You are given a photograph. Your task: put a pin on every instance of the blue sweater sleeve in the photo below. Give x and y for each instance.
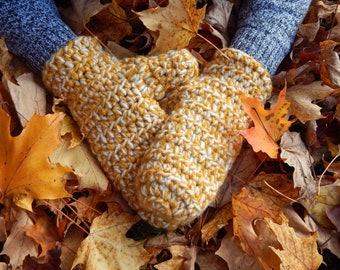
(33, 30)
(267, 28)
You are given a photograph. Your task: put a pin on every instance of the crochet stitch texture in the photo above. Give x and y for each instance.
(165, 136)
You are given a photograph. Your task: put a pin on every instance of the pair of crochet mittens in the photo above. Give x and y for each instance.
(164, 133)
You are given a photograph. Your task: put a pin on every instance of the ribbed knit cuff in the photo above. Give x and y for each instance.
(33, 30)
(266, 29)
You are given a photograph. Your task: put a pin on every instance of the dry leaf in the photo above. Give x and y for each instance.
(43, 231)
(219, 220)
(232, 252)
(80, 13)
(296, 253)
(183, 258)
(25, 172)
(248, 210)
(18, 245)
(107, 247)
(28, 97)
(269, 125)
(327, 198)
(301, 97)
(176, 23)
(82, 161)
(330, 64)
(296, 155)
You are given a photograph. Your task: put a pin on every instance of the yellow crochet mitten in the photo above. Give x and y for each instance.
(187, 162)
(115, 102)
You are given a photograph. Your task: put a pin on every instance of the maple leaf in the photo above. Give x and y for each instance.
(248, 210)
(176, 23)
(330, 64)
(43, 231)
(297, 253)
(269, 125)
(301, 97)
(106, 247)
(25, 172)
(17, 252)
(296, 155)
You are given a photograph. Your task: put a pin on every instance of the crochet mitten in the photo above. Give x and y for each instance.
(266, 29)
(115, 102)
(189, 158)
(33, 30)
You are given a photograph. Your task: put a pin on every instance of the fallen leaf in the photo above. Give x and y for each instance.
(106, 247)
(28, 97)
(80, 13)
(269, 125)
(247, 211)
(296, 155)
(183, 258)
(330, 64)
(43, 231)
(327, 198)
(219, 220)
(18, 245)
(25, 172)
(83, 163)
(301, 98)
(296, 253)
(231, 251)
(179, 20)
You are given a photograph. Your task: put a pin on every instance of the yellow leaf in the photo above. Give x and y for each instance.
(25, 172)
(269, 125)
(176, 23)
(296, 253)
(247, 211)
(107, 247)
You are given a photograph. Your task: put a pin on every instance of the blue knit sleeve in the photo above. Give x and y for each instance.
(267, 28)
(33, 30)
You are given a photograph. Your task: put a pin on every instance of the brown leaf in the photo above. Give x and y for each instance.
(330, 64)
(43, 231)
(27, 246)
(297, 253)
(80, 13)
(219, 220)
(269, 125)
(301, 97)
(179, 20)
(25, 172)
(248, 210)
(231, 251)
(106, 247)
(183, 258)
(296, 155)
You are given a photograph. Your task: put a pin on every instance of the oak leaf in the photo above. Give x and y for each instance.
(107, 247)
(269, 125)
(176, 23)
(25, 172)
(296, 253)
(296, 155)
(301, 98)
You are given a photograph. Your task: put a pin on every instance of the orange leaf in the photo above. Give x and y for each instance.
(43, 232)
(269, 125)
(25, 172)
(179, 20)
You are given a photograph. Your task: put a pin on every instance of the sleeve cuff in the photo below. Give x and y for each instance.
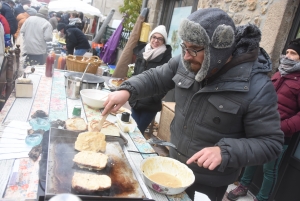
(224, 154)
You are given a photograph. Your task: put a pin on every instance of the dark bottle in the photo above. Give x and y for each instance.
(49, 65)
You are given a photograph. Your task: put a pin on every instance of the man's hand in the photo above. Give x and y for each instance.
(209, 157)
(115, 100)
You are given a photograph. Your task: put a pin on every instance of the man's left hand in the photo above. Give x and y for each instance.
(209, 157)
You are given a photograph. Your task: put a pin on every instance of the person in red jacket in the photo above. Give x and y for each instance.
(287, 84)
(6, 27)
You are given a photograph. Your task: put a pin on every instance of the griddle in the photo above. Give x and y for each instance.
(60, 169)
(87, 78)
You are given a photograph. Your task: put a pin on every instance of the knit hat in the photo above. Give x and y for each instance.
(60, 26)
(23, 2)
(161, 29)
(44, 11)
(31, 11)
(295, 45)
(213, 29)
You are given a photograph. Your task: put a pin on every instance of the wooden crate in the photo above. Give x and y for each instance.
(166, 116)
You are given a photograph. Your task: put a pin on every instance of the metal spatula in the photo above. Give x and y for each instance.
(165, 143)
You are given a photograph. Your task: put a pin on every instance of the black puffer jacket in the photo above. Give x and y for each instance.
(8, 13)
(75, 38)
(236, 111)
(152, 104)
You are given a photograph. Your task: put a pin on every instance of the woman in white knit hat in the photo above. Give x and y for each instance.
(150, 55)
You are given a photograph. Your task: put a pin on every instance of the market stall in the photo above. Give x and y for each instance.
(74, 6)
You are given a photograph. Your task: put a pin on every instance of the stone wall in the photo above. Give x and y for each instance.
(105, 7)
(273, 17)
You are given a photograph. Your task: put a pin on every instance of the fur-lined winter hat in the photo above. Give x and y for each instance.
(161, 29)
(213, 29)
(43, 11)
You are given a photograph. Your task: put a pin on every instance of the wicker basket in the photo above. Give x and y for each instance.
(79, 63)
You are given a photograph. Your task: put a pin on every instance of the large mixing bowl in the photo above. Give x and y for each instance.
(94, 98)
(165, 165)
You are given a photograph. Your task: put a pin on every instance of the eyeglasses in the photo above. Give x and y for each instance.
(192, 52)
(157, 38)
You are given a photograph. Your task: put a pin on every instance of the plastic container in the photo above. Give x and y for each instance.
(40, 123)
(49, 65)
(111, 69)
(124, 126)
(61, 63)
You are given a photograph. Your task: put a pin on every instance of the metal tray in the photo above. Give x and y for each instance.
(60, 168)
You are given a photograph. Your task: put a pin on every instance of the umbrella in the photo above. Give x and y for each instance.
(74, 6)
(126, 56)
(108, 54)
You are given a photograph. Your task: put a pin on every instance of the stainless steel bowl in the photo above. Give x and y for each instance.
(89, 81)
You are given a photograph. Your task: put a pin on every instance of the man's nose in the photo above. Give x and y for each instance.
(187, 56)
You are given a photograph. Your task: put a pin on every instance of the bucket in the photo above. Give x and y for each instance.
(73, 87)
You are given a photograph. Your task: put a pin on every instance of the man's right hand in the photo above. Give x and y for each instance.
(115, 100)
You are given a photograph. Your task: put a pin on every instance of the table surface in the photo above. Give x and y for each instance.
(49, 96)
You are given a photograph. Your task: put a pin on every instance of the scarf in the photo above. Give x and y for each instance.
(288, 66)
(151, 54)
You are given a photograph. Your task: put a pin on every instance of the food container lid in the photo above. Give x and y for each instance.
(87, 78)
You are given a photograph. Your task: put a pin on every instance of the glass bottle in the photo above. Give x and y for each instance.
(63, 62)
(49, 65)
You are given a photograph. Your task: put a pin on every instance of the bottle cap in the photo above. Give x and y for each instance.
(125, 116)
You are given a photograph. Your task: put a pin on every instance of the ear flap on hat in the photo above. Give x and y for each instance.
(223, 37)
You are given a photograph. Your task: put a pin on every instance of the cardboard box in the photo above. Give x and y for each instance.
(23, 90)
(166, 117)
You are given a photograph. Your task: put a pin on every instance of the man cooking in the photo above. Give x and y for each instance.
(226, 107)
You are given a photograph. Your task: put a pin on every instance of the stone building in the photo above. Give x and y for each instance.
(278, 20)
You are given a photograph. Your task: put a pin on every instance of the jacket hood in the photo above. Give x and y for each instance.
(22, 16)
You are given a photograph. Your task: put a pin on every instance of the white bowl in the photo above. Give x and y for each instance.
(94, 98)
(159, 164)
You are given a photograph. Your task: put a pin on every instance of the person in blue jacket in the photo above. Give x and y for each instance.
(76, 42)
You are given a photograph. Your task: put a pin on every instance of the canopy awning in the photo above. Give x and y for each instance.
(74, 6)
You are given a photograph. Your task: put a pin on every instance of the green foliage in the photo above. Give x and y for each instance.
(131, 9)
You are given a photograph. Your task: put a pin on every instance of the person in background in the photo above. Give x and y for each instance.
(22, 15)
(76, 42)
(65, 18)
(8, 12)
(75, 20)
(81, 17)
(20, 7)
(150, 55)
(226, 113)
(2, 44)
(36, 31)
(55, 20)
(287, 84)
(6, 28)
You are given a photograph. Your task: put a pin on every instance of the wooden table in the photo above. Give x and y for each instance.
(49, 96)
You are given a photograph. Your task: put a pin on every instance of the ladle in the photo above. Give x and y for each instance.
(165, 143)
(85, 70)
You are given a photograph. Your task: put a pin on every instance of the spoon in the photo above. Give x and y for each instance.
(154, 141)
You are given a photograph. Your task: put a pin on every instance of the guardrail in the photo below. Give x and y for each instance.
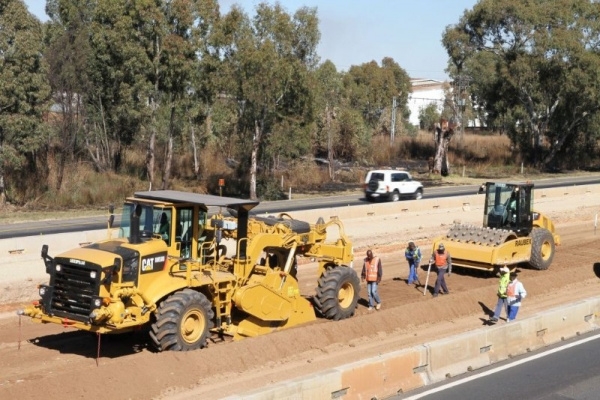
(404, 370)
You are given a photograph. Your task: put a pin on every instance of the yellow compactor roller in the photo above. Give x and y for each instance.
(169, 270)
(512, 233)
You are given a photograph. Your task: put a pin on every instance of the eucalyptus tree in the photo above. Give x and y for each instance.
(328, 90)
(118, 68)
(535, 69)
(24, 90)
(268, 59)
(371, 88)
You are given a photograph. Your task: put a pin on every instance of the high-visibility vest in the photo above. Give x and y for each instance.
(371, 267)
(503, 286)
(441, 259)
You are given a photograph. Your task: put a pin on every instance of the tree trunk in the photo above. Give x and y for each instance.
(2, 188)
(151, 146)
(254, 159)
(169, 155)
(194, 149)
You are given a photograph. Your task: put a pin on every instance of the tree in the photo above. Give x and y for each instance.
(444, 131)
(68, 54)
(429, 116)
(328, 95)
(116, 103)
(370, 89)
(535, 68)
(24, 90)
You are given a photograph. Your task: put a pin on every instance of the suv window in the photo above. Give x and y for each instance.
(378, 176)
(399, 177)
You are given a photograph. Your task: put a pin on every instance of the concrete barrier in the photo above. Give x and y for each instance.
(404, 370)
(401, 370)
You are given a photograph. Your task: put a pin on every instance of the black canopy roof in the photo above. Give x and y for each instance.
(175, 196)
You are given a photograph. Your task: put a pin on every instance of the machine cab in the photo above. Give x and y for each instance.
(509, 206)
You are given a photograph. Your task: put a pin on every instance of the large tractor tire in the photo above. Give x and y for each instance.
(542, 248)
(183, 322)
(338, 292)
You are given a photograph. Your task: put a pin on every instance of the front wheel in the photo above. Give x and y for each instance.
(338, 292)
(183, 322)
(542, 248)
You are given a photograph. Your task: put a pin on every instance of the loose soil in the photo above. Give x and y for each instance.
(52, 362)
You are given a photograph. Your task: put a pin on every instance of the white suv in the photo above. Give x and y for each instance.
(391, 185)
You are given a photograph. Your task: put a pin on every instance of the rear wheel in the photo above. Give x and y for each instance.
(182, 322)
(337, 293)
(542, 248)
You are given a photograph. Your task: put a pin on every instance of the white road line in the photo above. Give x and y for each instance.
(502, 368)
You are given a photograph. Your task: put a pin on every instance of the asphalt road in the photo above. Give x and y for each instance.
(569, 370)
(273, 207)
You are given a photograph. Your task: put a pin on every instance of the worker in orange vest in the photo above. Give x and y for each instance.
(443, 264)
(372, 272)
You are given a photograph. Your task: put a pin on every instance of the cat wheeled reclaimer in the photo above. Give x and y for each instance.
(512, 233)
(169, 270)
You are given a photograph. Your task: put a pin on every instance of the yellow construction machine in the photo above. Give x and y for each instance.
(169, 270)
(512, 233)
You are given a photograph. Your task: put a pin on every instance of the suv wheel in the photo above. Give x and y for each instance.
(373, 185)
(418, 194)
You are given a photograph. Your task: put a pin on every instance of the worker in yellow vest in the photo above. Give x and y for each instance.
(372, 273)
(502, 303)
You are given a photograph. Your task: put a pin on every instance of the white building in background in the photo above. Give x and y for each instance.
(424, 92)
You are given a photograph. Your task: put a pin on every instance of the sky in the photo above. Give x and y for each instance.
(354, 32)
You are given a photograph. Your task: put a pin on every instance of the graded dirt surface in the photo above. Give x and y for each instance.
(60, 363)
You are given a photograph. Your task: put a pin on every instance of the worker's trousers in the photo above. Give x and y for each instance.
(500, 305)
(412, 273)
(440, 281)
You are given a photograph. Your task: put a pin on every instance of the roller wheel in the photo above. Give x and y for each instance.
(338, 292)
(542, 248)
(183, 322)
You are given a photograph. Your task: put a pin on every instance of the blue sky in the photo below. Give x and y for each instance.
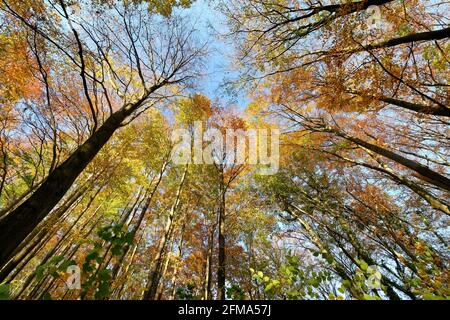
(211, 24)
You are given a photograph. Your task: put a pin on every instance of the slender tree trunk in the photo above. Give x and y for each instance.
(16, 225)
(208, 265)
(155, 273)
(221, 272)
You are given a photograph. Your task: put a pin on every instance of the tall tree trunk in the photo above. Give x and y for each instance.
(221, 275)
(155, 273)
(16, 225)
(208, 265)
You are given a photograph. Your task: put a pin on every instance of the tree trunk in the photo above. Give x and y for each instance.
(155, 273)
(16, 225)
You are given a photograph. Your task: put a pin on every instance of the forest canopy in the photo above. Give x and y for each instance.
(224, 149)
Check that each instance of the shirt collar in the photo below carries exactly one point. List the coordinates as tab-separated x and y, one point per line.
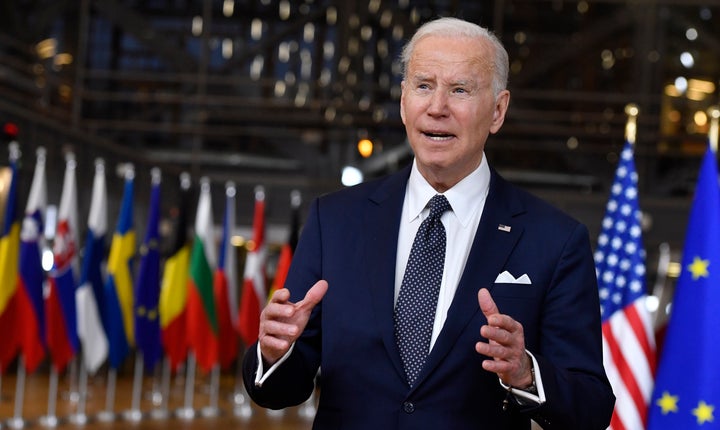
466	197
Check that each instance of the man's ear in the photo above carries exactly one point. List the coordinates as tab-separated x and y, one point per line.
502	101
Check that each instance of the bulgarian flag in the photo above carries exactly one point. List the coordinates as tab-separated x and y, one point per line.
254	291
174	286
202	329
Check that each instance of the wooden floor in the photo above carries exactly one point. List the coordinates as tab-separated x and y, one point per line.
231	412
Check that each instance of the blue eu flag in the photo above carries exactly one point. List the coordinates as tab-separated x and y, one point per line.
687	386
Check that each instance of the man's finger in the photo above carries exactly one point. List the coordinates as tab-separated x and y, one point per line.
281	295
487	304
314	295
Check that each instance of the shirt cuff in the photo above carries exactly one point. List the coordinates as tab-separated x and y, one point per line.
260	374
526	397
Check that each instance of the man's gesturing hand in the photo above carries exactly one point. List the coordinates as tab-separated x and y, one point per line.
506	345
282	322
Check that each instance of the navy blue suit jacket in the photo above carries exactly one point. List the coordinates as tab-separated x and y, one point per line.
350	240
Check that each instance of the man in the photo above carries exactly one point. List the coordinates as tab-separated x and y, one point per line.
515	334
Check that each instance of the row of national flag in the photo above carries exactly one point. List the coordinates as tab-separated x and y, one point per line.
682	389
106	304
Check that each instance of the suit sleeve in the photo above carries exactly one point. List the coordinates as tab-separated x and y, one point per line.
578	393
294	380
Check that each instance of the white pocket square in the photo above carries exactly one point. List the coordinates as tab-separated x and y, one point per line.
507	278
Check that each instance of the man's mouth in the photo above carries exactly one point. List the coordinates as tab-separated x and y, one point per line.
439	136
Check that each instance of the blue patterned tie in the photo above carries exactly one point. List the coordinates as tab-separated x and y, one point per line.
417	301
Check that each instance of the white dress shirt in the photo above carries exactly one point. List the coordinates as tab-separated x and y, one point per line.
467	199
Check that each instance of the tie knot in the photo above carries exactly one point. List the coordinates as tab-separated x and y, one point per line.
438	206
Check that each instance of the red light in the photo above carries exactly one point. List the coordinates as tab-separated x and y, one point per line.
11	129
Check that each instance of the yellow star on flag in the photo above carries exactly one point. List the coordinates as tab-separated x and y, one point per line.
704	412
699	267
667	403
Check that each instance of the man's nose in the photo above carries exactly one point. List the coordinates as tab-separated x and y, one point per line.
438	103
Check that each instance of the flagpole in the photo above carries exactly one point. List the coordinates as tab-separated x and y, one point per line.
134	413
162	412
714	114
108	415
187	412
17	421
632	112
212	409
242	407
50	420
80	418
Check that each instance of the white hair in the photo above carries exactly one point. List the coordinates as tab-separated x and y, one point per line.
454	27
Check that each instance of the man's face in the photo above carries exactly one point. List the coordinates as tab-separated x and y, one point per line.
448	106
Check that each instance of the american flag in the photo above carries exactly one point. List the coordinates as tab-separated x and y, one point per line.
628	337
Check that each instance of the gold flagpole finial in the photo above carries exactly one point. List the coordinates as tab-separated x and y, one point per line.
714	114
632	112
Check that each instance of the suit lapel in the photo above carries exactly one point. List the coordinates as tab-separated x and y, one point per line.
490	249
382	222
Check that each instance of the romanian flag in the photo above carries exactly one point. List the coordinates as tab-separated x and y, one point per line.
31	315
287	250
88	297
119	287
226	284
173	291
202	329
147	293
9	253
254	291
61	322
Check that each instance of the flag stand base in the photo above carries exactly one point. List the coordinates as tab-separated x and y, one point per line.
106	416
78	419
48	421
16	423
185	413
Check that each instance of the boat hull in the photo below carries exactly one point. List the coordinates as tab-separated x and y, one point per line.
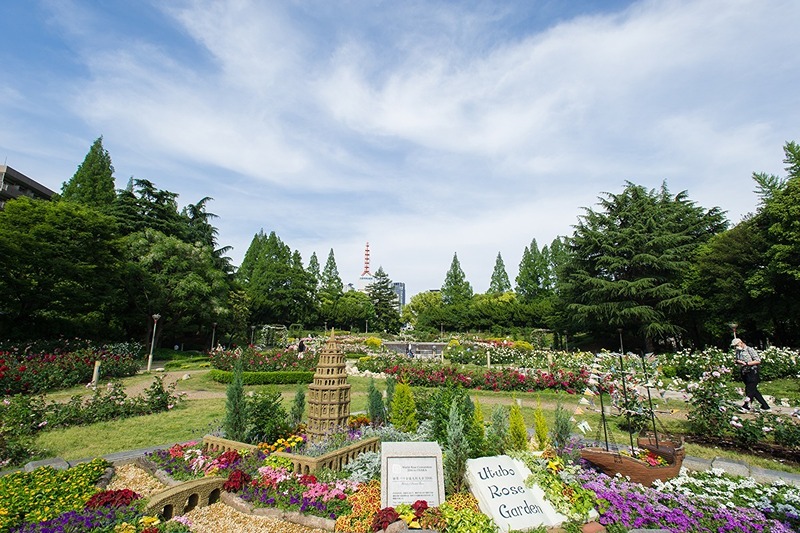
613	463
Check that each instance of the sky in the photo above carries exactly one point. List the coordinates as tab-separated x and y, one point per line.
425	128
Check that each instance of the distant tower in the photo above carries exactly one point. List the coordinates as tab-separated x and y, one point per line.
329	394
366	277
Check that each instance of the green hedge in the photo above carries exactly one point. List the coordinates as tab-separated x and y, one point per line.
263	378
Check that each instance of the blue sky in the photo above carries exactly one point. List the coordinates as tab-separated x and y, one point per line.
426	128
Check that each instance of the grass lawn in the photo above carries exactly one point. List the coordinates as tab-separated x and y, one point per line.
205	411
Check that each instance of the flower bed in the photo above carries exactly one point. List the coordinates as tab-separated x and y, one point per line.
501	379
25	371
264	361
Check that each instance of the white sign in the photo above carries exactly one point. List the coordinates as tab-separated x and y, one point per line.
411	471
498	483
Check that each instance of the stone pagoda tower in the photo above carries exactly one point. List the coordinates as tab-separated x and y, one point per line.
329	395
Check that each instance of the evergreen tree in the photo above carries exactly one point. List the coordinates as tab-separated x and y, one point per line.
497	432
533	270
375	408
235	423
456	451
404	409
384	302
456	298
331	286
456	290
499	283
330	292
630	261
517	432
275	281
93	182
63	271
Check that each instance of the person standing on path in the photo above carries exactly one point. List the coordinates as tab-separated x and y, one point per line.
749	362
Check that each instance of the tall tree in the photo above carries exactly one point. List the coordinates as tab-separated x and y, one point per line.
331	284
456	290
384	301
330	290
177	280
499	282
533	271
93	182
456	297
314	271
629	261
62	273
425	311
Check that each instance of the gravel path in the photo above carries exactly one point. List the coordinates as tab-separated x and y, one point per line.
214	518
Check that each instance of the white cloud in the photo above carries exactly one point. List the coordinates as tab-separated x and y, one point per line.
427	129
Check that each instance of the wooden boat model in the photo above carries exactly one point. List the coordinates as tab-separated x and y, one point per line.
612	462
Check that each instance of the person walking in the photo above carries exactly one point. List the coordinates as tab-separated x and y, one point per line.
749	362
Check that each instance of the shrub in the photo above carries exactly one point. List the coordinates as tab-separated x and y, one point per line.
375	408
517	432
264	378
404	410
562	427
540	426
497	432
267	420
298	405
235	423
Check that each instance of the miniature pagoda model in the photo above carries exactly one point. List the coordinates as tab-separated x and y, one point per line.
329	394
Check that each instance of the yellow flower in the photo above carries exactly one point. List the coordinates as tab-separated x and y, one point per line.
148	521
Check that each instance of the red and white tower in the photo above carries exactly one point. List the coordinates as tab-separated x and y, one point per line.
366	277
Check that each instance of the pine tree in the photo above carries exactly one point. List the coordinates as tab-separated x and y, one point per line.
533	269
384	302
456	451
517	432
331	286
235	424
456	290
93	182
499	283
404	409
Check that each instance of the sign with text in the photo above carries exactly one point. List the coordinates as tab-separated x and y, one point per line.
498	483
411	471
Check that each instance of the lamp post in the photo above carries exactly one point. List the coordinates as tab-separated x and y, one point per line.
153	341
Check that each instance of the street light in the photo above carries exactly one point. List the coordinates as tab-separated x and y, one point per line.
153	341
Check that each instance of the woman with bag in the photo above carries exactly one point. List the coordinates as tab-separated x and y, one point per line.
749	361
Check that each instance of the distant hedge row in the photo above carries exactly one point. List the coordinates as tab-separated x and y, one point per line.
264	378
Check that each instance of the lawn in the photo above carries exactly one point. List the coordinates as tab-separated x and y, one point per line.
204	411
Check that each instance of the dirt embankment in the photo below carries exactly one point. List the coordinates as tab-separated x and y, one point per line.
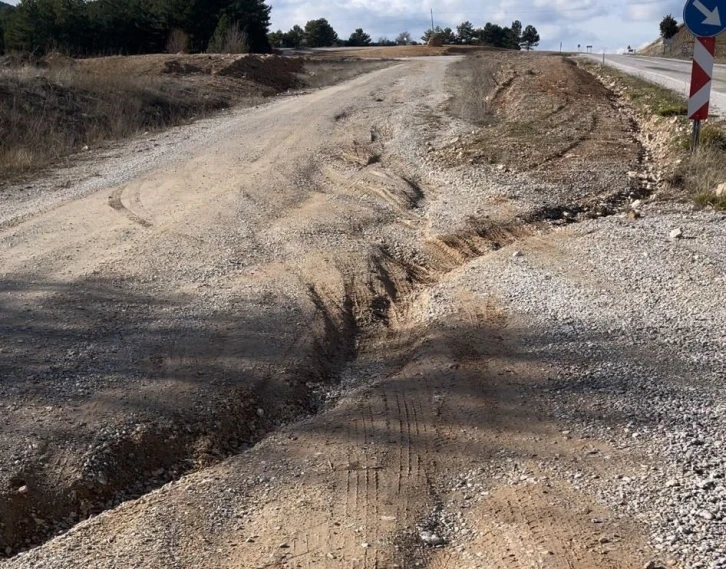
54	109
295	263
680	47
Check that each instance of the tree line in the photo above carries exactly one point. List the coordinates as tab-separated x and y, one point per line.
109	27
493	35
93	27
319	33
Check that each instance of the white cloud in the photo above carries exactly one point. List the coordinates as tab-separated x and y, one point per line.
601	23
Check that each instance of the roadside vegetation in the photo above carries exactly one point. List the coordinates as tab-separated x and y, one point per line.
58	107
701	175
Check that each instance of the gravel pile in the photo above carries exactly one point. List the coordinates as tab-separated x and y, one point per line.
634	347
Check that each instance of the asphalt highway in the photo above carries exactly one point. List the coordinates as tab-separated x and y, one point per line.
672	73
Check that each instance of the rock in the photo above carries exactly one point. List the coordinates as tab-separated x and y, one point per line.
430	538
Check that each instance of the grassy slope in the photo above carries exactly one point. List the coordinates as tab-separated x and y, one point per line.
683	37
697	175
55	109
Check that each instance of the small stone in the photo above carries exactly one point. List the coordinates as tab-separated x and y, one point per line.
430	538
633	215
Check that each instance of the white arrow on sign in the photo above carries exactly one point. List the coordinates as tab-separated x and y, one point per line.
713	18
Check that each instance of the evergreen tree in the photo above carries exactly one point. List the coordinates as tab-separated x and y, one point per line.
319	33
294	38
668	27
530	38
359	38
276	38
517	30
404	38
465	32
252	16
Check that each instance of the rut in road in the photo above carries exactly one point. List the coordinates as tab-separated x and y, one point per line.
318	267
347	298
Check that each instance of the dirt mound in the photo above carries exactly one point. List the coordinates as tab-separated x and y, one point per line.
269	70
546	97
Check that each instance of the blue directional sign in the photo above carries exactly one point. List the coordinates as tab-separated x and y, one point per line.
705	18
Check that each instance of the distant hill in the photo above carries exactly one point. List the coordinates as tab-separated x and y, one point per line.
681	46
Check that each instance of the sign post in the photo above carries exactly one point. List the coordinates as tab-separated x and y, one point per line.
703	19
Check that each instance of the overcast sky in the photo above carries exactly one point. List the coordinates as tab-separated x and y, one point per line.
605	24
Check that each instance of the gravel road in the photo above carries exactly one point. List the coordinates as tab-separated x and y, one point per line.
406	363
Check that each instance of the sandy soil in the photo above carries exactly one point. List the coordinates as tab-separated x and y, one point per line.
272	348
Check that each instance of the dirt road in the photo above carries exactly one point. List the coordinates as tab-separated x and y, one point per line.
315	263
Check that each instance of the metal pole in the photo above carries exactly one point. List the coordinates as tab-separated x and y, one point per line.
696	135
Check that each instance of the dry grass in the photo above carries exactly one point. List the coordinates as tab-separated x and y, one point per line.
696	175
52	111
47	114
473	82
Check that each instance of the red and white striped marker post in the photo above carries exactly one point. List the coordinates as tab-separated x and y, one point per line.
704	50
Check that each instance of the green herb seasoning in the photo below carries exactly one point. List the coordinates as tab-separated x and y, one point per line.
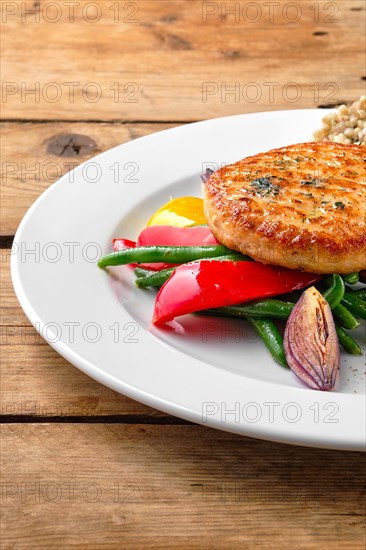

Task brief:
Extract each line in the items above that contains the word "blue", reproducing every such line in full and in its original order.

Output for this exercise:
You are given a photograph. Your task: put a pin on every instance of the blue sweater sleeve in the photo below. Give x and y for each instance.
You are given a photograph. Your task: put a pin on every instance of the blue knit sleeve in the photo above. Give x and y for each instance.
You are given a photograph. Your task: put a pin on every instance of the person in blue jacket in the photo above. Give x and y for each instance.
You are given a photograph. Your task: put a pin on every instance of the blue sky in the photo below. Give x and y for each instance.
Check that each instance of the blue eu flag in the photo above carries exactly one point. List the coordinates as tab-separated x and y, one point per line.
Check that each instance of the navy blue suit jacket in the photo above carries exactly one point. List the coordinates as tab-separated x and y, one point per line.
Check that each instance of the blue patterned tie in the photo above carries exactly one point. List the coordinates as tab-separated x and y, one point per line.
Check that each instance of the blue sky in the photo above carries exactly one point. List the coordinates as tab-separated x and y, one point per line.
Check that each instance of the blue directional sign in the photo above carries exactly one point. List the coordinates as tab-separated x and y, one point per line.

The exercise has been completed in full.